Exercise requirements ▸ Print every line of the material below verbatim, omitting the pictures.

======== Data excerpts ========

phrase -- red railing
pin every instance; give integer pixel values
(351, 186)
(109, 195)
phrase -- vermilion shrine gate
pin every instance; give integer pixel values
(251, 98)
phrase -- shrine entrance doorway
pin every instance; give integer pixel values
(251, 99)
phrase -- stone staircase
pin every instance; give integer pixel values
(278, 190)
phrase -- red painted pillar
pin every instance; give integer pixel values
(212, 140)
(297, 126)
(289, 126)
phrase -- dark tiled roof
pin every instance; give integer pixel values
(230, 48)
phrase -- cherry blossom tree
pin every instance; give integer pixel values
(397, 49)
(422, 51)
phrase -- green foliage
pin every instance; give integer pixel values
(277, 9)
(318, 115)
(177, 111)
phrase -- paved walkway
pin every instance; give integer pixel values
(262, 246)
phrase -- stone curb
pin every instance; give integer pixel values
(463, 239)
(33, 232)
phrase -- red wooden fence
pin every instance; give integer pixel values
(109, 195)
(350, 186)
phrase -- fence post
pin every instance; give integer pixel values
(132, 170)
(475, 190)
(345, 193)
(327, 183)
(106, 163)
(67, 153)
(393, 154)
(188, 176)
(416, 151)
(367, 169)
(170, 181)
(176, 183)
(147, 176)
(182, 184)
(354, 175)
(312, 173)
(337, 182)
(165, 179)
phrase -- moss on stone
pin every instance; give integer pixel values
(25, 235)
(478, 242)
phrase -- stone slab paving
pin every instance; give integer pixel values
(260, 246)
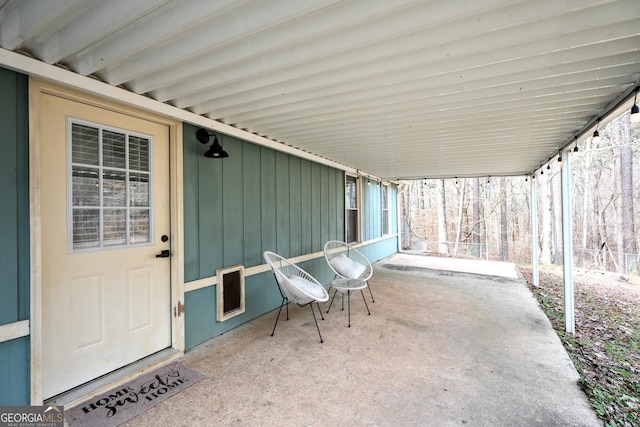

========

Response for this exercise ▸
phrase -- red railing
pin every instance; give integer pixel values
(351, 186)
(109, 195)
phrase -- vermilion shrine gate
pin every instance; give integer pixel values
(251, 98)
phrase -- shrine entrance doorway
pin every instance; give integer pixel values
(251, 99)
phrase -- stone staircase
pin every instance; give integer pixel values
(278, 190)
phrase -- red painted pillar
pin every instance; give integer pixel values
(212, 140)
(297, 126)
(289, 126)
phrase -- dark tiled roof
pin every instance; give integer pixel values
(230, 48)
phrase -- cherry blossom tree
pin every instance; give integer pixel values
(397, 49)
(422, 51)
phrase -- green foliage
pin every instance; give integer pixel values
(277, 9)
(318, 115)
(177, 111)
phrase -- paved walkway
pin every instance; give integer pixel values
(262, 246)
phrase -- stone curb
pin every instance; give integer pixel values
(463, 239)
(33, 232)
phrase -- red wooden fence
pin every instance; give integer pixel values
(109, 195)
(350, 186)
phrase -- fence post
pin every instance; give integer pixel values
(132, 170)
(475, 190)
(345, 193)
(327, 183)
(106, 163)
(67, 153)
(393, 154)
(188, 176)
(416, 151)
(367, 169)
(170, 181)
(176, 183)
(147, 176)
(182, 184)
(354, 175)
(312, 173)
(337, 182)
(165, 179)
phrase -- moss on stone
pin every instance; give integer pixel values
(25, 235)
(478, 242)
phrase -- stone slab paving
pin every instance; give integer pixel values
(260, 246)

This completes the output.